Consigne 1 — Restituez mot pour mot le passage de l'extrait sur l'impôt de solidarité sur la fortune, plus bas, en commençant à « Il s'agit donc, dans » et en terminant à « de le faire. ».

Extrait du texte —

* * * * * * * * *

Cet amendement constitue la principale mesure que nous souhaitons voir adopter
dans le cadre de ce débat sur l'impôt de solidarité sur la fortune.
Il s'agit, en l'occurrence, de l'intégration des biens professionnels dans
l'assiette de cet impôt.
Quant au fond, cette mesure n'a d'ailleurs pas le mérite de la nouveauté, car
nous avons tous à l'esprit que les biens professionnels étaient intégrés dans
la base d'imposition de l'impôt sur les grandes fortunes, dans sa mouture de
1981, à concurrence d'un montant minimal qui était à l'époque de deux ou trois
millions de francs.
Il s'agit donc, dans une certaine mesure, de revenir à cette conception de
l'impôt sur la fortune, dont je rappellerai qu'au regard de la base imposable
il était plus producteur de recettes fiscales que l'actuel ISF.
Evidemment, dans certains milieux, cette idée d'intégrer les biens
professionnels dans la base imposable paraît singulièrement mal venue, au nom
d'une taxation inconsidérée de l'outil de travail.
Il faut quand même nous poser la question : qu'est-ce qui valorise quant au
fond ce qui est appelé un peu rapidement « l'outil de travail » ? Est-ce
uniquement le produit des sages décisions de gestion de celui qui le possède ?
N'est-ce pas plutôt et surtout le produit du travail des salariés ? C'est un
peu des deux.
Le débat sur l'intégration des biens professionnels a évidemment traversé la
controverse fiscale dans les années quatre-vingt et il continue, nous le voyons
bien, de le faire.
En effet, après la suppression pure et simple de l'impôt sur les grandes
fortunes en 1986 par le gouvernement de M. Chirac, suppression dont le
caractère idéologique est assez fortement marqué, la conception de l'impôt de
solidarité sur la fortune a été réalisée à partir d'une réflexion sur la prise
en compte de ces biens professionnels.
Depuis, deux écoles s'affrontent : celle qui prône une intégration des biens
professionnels et la pratique de taux d'imposition relativement faibles et
celle qui préfère l'application de taux plus importants mais avec une assiette
excluant les biens professionnels.

* * * * * * * * *

Données —
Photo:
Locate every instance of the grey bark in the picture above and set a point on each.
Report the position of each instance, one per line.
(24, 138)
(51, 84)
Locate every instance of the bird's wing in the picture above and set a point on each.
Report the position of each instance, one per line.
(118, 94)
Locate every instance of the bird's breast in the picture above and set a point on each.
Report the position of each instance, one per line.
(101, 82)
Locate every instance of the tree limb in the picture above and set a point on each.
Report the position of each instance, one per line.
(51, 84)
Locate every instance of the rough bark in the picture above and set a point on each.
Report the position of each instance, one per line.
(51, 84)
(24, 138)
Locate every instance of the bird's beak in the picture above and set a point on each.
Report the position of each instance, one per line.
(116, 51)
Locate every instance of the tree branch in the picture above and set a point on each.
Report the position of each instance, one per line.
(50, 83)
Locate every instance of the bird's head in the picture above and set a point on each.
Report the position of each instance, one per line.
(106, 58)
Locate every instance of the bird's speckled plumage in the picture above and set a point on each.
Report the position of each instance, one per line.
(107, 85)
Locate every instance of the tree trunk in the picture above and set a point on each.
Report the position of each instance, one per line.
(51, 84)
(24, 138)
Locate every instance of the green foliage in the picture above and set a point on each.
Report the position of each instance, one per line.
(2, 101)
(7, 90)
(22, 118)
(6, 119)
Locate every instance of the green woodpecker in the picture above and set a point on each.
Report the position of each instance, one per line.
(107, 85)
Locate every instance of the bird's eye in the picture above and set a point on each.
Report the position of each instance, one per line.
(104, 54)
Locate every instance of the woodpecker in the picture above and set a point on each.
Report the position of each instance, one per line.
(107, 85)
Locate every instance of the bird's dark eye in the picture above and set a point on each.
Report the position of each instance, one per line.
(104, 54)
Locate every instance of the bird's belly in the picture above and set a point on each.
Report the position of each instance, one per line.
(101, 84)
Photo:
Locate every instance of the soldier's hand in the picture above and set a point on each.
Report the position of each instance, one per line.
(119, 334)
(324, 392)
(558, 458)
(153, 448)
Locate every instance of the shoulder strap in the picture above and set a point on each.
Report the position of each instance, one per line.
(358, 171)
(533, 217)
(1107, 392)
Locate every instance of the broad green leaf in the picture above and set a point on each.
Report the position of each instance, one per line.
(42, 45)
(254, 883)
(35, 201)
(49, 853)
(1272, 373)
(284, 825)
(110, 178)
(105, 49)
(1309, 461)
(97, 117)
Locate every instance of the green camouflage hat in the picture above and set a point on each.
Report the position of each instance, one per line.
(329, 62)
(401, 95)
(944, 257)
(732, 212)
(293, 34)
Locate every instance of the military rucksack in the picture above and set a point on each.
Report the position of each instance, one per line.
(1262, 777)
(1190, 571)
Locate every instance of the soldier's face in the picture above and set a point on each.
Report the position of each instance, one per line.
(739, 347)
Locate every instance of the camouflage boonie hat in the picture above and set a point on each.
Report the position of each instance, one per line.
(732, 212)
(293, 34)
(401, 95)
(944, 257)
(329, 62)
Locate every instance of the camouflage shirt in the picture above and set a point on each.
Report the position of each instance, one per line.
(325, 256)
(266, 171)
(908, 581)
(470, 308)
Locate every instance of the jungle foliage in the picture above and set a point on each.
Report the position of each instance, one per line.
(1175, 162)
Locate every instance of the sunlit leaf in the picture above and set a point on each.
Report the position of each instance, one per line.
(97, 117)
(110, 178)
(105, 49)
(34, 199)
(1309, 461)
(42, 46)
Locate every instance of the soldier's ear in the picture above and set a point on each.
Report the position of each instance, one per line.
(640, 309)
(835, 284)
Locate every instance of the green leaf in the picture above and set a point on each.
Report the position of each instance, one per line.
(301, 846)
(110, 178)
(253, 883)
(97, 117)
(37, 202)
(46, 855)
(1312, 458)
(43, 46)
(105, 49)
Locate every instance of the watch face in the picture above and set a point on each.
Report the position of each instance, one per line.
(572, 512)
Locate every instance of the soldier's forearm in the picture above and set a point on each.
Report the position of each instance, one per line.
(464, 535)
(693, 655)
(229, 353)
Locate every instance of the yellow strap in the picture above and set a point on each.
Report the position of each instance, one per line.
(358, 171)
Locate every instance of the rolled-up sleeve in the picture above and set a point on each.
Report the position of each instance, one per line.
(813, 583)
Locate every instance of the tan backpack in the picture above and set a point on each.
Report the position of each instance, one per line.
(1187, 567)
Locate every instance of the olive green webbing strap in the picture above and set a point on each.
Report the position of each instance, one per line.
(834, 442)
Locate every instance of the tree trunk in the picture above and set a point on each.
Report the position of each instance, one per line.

* * * * * * * * *

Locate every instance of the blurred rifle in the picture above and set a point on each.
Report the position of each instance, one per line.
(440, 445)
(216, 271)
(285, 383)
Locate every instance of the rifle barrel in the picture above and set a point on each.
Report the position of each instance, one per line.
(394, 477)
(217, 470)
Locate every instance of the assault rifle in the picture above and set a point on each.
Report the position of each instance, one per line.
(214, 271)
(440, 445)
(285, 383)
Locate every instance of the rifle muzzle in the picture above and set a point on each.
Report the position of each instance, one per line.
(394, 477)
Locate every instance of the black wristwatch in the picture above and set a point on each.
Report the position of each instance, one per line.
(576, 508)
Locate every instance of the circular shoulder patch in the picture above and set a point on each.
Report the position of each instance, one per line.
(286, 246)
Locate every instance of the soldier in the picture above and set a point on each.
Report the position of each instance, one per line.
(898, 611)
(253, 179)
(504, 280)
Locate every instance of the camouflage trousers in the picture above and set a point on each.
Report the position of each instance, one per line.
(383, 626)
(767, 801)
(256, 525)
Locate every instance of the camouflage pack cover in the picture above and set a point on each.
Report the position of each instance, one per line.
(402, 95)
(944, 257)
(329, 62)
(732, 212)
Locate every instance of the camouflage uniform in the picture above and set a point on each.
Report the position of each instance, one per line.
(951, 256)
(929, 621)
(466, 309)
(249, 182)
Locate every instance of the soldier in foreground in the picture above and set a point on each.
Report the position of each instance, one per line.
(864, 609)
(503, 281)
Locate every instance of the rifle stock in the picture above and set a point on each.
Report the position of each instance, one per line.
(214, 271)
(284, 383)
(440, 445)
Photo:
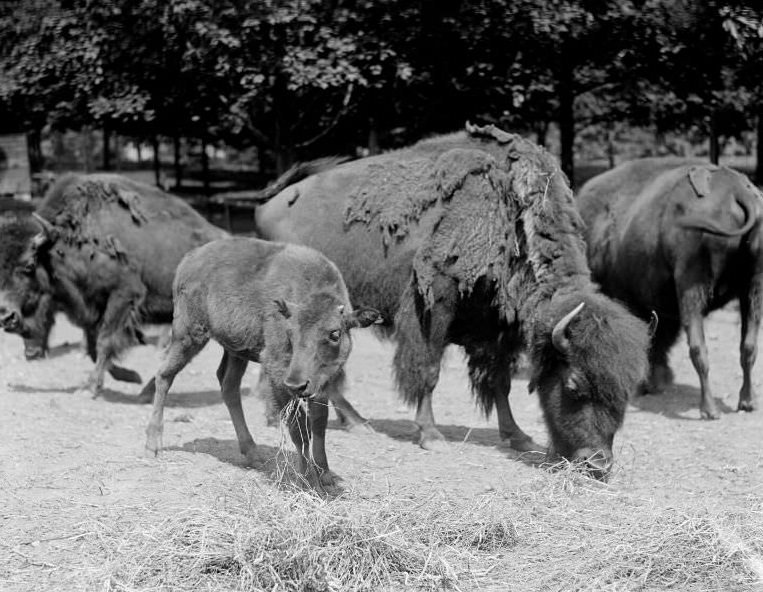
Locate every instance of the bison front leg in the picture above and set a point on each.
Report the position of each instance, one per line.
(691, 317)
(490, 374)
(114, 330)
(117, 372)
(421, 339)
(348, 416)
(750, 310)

* * * * * * * * *

Consigne 2 — Relevez chaque ligne des enregistrements ci-dessus qui contient le mot « strap ». La casse compte.

Résultat 1 —
Il s'agit donc, dans une certaine mesure, de revenir à cette conception de
l'impôt sur la fortune, dont je rappellerai qu'au regard de la base imposable
il était plus producteur de recettes fiscales que l'actuel ISF.
Evidemment, dans certains milieux, cette idée d'intégrer les biens
professionnels dans la base imposable paraît singulièrement mal venue, au nom
d'une taxation inconsidérée de l'outil de travail.
Il faut quand même nous poser la question : qu'est-ce qui valorise quant au
fond ce qui est appelé un peu rapidement « l'outil de travail » ? Est-ce
uniquement le produit des sages décisions de gestion de celui qui le possède ?
N'est-ce pas plutôt et surtout le produit du travail des salariés ? C'est un
peu des deux.
Le débat sur l'intégration des biens professionnels a évidemment traversé la
controverse fiscale dans les années quatre-vingt et il continue, nous le voyons
bien, de le faire.

Résultat 2 —
Locate every instance of the shoulder strap in the picture above and set a point on each.
Locate every instance of the yellow strap in the picture above and set a point on each.
Locate every instance of the olive green webbing strap in the picture above and set a point on each.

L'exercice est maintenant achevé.